In the entries that follow, find each line with the word "instance" and copy it.

■ SOURCE MATERIAL ■
++++++++

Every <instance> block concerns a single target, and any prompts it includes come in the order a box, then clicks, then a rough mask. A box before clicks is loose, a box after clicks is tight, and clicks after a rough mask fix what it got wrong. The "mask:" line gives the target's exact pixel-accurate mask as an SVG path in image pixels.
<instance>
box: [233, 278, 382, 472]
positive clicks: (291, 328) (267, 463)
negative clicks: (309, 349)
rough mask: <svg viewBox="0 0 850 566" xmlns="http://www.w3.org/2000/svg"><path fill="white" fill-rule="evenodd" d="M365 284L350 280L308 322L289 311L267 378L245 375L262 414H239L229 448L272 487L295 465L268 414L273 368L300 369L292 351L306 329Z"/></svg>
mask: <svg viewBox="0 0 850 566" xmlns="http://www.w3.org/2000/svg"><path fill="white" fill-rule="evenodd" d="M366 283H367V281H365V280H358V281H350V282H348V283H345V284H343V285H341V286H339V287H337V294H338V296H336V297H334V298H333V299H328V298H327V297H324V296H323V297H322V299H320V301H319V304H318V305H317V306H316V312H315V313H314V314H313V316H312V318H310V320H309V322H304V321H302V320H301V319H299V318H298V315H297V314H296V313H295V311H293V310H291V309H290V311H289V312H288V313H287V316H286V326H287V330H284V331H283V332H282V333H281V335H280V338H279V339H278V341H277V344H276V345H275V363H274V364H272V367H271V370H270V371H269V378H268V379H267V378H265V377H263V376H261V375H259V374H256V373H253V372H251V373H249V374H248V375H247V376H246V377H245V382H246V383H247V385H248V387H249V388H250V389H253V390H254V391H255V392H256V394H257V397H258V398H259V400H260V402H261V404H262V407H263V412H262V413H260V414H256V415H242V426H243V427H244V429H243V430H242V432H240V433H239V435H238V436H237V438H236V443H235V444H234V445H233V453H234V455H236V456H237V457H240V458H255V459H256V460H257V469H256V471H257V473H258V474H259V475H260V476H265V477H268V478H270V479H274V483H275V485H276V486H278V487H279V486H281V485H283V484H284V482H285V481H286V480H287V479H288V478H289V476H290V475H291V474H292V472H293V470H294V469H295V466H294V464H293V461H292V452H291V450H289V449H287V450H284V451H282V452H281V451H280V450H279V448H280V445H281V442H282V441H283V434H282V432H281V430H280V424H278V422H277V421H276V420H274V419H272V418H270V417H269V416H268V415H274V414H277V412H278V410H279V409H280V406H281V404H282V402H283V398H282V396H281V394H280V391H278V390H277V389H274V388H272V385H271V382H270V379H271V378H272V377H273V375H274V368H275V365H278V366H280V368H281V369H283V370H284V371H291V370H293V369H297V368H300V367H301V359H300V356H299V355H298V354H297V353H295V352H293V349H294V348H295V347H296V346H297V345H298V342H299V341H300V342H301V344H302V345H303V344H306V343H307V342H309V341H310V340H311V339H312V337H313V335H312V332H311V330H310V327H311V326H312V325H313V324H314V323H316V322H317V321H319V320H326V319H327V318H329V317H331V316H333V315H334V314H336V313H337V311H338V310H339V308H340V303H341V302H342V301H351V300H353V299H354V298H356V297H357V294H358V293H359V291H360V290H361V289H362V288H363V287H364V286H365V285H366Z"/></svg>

++++++++

■ REPLY ■
Every <instance> block concerns a single target, and any prompts it includes come in the order a box, then clicks, then a rough mask. A box before clicks is loose, a box after clicks is tight, and clicks after a rough mask fix what it got wrong. The "mask:" line gives the target's exact pixel-accurate mask as an SVG path in image pixels.
<instance>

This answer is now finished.